_Exercise description_. All entries are to be returned verbatim.

_Supplied data_.
◇ ◇ ◇ ◇

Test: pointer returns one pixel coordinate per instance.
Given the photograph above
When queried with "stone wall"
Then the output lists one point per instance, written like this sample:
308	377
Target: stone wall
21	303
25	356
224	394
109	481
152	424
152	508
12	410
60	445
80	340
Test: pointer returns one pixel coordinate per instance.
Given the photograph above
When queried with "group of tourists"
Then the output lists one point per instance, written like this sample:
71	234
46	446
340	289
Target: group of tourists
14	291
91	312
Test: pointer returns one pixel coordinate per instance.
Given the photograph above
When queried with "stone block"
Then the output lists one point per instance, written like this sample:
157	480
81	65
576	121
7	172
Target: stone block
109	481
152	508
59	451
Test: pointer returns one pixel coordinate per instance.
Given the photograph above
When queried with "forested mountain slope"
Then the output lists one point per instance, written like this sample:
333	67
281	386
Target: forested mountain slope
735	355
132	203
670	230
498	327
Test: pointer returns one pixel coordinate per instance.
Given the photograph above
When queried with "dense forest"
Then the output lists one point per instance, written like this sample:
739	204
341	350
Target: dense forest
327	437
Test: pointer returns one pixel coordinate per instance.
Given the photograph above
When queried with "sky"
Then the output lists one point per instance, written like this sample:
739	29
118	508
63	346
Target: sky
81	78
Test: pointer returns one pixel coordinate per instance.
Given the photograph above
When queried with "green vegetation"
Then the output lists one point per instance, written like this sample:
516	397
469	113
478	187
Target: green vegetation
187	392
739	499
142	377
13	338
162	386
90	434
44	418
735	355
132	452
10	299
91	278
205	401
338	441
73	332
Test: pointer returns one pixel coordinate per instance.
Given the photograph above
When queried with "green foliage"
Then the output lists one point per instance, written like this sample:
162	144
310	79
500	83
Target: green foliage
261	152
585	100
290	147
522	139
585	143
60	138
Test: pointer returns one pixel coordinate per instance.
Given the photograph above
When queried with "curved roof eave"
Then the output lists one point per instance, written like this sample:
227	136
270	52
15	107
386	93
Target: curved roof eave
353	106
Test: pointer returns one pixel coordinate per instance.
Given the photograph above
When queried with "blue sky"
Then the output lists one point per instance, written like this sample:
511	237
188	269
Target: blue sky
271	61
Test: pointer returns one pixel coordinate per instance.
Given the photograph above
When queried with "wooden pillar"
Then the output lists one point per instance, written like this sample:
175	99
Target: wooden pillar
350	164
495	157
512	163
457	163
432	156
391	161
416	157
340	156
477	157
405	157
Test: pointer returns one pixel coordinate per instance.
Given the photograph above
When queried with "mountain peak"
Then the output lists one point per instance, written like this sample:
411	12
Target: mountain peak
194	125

◇ ◇ ◇ ◇

_The completed task_.
Test: pointer returns one pixel coordinate per instance.
Given the photograph above
When queried with "stone wall"
Then the output lists one point per instance, written like this sample:
308	377
Target: stone wall
21	303
25	356
224	394
109	481
152	424
152	508
12	410
60	445
80	340
Test: pointer returns one pixel coordinate per instance.
Given the photograph above
When queried with "group of tourists"
Then the output lists one point per instance, written like this sample:
71	234
46	446
340	289
Target: group of tourists
14	291
91	312
Test: pointer returns one pixel coordinate per instance.
Given the photograph above
When queried with "stone block"
Then the output lists one point per instance, written like this sample:
157	480
81	65
576	121
7	172
Target: stone block
109	481
152	508
59	451
Test: pointer returns one pixel coordinate per instance.
Given the photograph above
When queried with "forested mountain slope"
Then the output lists one point per instance, written like this sample:
333	67
281	386
Target: forested mountain slope
735	355
132	203
670	230
498	327
Test: pointer returns one pixel coordinate per instance.
Given the photograph above
When queried with "dense forest"
Then the output lists one point per instance, written like this sample:
739	204
341	350
Target: dense forest
327	437
Test: pointer returns one pixel coordinate per instance.
Given the photograph above
When queried with "sky"
Then the output lists one point per instance, written like this sample:
739	29
118	508
63	346
Target: sky
81	78
Test: pointer returns one pixel coordinate per instance.
Given the photograph above
When queried with "green vegetation"
Then the output lists one point per instance, written like this sample:
516	397
469	113
478	187
Target: green vegetation
187	392
739	499
142	377
13	338
162	386
90	434
44	418
735	355
132	452
10	299
91	278
205	401
338	441
73	332
Test: pointer returns one pixel coordinate per instance.
Given the photograph above
When queried with "green foliage"
Then the output lists one point per instance, written like this sample:
162	144
310	79
500	83
Target: green foliage
261	152
585	100
290	147
522	139
585	143
60	138
Test: pointer returns one pixel coordinate per instance.
Given the photograph above
When queried with "curved roof eave"
Then the output lists one point per instance, written like this sample:
227	136
270	52
15	107
386	93
Target: curved roof eave
353	106
Test: pointer returns one pixel coordinate per instance.
Given the photograph above
When queried with "blue sky"
Then the output lists one point per instance, written like this sample:
511	237
188	269
Target: blue sky
271	61
Test: pointer returns one pixel coordinate per instance.
Given the photograph above
When queried with "wooden pillar"
Then the output lists one point per instance, written like this sample:
175	99
Target: wooden pillar
350	164
495	157
512	163
457	163
432	156
391	161
416	157
340	156
477	157
405	157
Test: pointer returns one pixel coordinate per instance.
Given the photograph above
When queried with "mountain peak"
Then the output lists one point per instance, written like this sample:
411	12
Target: mountain peak
194	125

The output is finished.